Aim of the task
Across all the records, filter for lines with the word "station" and copy them.

Natural language region descriptions
- Opening Delimiter -

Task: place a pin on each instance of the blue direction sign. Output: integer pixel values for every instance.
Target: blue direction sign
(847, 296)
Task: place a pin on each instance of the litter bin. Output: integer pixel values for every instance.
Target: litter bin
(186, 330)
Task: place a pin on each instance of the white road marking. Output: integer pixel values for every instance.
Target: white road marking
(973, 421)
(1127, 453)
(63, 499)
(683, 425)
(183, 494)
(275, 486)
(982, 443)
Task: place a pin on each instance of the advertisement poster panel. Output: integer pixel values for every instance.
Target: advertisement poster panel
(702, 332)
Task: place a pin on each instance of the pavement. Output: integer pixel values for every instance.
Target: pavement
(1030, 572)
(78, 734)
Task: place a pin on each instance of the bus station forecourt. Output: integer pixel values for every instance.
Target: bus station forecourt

- Closing Delimiter -

Solution to the problem
Task: place a pin on each instance of the bus station forecourt. Output: integer pixel values for every instance.
Target: bus station forecourt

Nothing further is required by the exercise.